===== Page excerpt =====
This article covers the development of the industry in the Empire of Japan, during the rise of statism in the first part of the Shōwa era.

In its first 70 years, following the Meiji Restoration, factory production in Japan was all but non-existent, but by the first years of the Shōwa era, Japan was at a level comparable to many industrialized European countries. Industry in Japan grew both qualitatively and quantitatively. In 1920, the textile industry was the most important and Japan was known mainly as a manufacturer of wool and silk products, fabrics, fans, toys and similar goods. By 1939, however, industrial production in the areas of metallurgy and chemical products had grown by more than 100%.

Industrial output grew significantly during the period 1929-1942, while the total value of heavy industry in Japan, valued at approximately US$700 million in 1931, had risen to US$3.7 billion by 1940.

Taking the effects of inflation into consideration, this growth indicates a rise in profits of 400% in heavy industry between 1937 and 1940. At the same time as the extraordinary growth of heavy industry, and a 26% decline in consumption articles during the period 1937-1940, the textile industry maintained its principal place as the primary occupation for Japanese workers. At its relative height during this period, textile production employed approximately one million workers, or roughly 1/3 of the industrial workforce.

The rapid growth of pre-war and wartime Japanese industry is reminiscent of the Industrial Revolution in 18th century England.  The growth of profits during both periods was astonishing, in terms of both percentages and totals.
===== Record excerpts =====
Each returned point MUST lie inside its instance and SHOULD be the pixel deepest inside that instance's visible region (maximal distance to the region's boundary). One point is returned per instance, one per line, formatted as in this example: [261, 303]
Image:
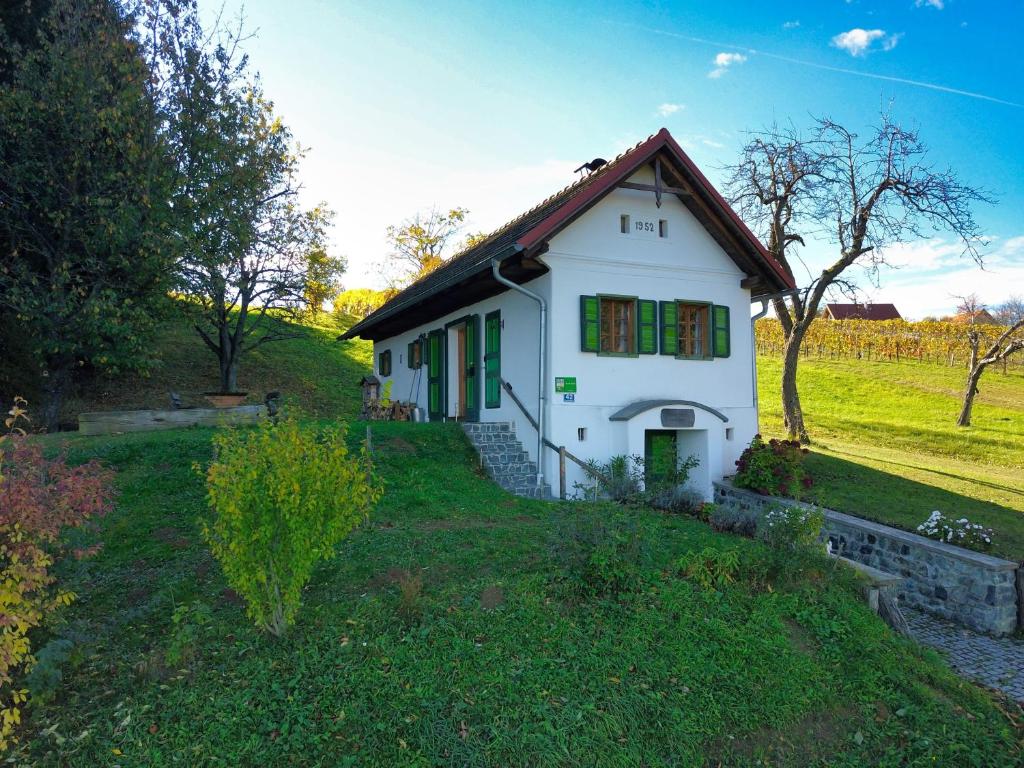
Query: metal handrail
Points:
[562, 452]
=====
===== Record excerpts =====
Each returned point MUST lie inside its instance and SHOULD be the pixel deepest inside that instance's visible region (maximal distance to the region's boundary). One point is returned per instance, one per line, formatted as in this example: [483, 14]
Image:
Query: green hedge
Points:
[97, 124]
=====
===== Record excerpts =====
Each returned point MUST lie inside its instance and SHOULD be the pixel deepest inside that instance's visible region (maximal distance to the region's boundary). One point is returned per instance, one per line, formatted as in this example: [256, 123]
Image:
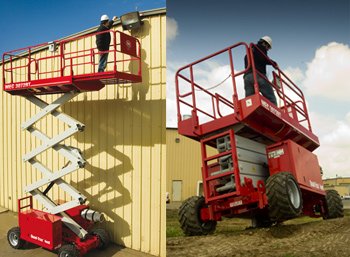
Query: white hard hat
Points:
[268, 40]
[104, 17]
=====
__Short problem 1__.
Decide whether each statement agrees with the text on Shōwa-era Japanese industry, answering yes or no and quoting the deciding words. (a) In 1920, textiles were Japan's most important industry. (b) Heavy industry in Japan was valued at about US$700 million in 1940. (c) Textile production employed about half of the industrial workforce.
__Short problem 2__.
Name every kind of goods that the text on Shōwa-era Japanese industry says Japan was mainly known for making in 1920.
__Short problem 3__.
Write the next few sentences of the text on Shōwa-era Japanese industry, starting after its final sentence.
None of the material is needed for this work.

__Answer 1__.
(a) Yes: "In 1920, the textile industry was the most important"
(b) No: "had risen to US$3.7 billion by 1940"
(c) No: "roughly 1/3 of the industrial workforce"

__Answer 2__.
Wool products, silk products, fabrics, fans, toys

__Answer 3__.
These developments would never have arisen, however, without an abundant
source of low priced and docile manpower and convenient access to raw materials, the latter—though vital—were (and still are) exceedingly rare in Japan. Access to both were important factors in Japan's rapid industrial development.

The average Japanese industrial worker worked long hours for a low salary. Before 1940, more than 90% of workers received less than US$7 per week. In later years, average pay rose by 50%, but the cost of living—the articles and services for which one needs salary—rose as well. In peacetime, the Japanese work week averaged 56 hours, compared with 35 hours in the United States and 39 hours in France. Furthermore, the war effort exposed a marked scarcity of specialized workers.

One final important element of Japanese industry was small-scale, subsistence industry. Prior to 1941, most of the middle class was employed in handcrafts in cottage industries and small workshops, which normally employed fewer than five workers.

Women often worked in this type of industry, and large-scale industry often obtained materials from the small-scale outfits, particularly rayon and cotton.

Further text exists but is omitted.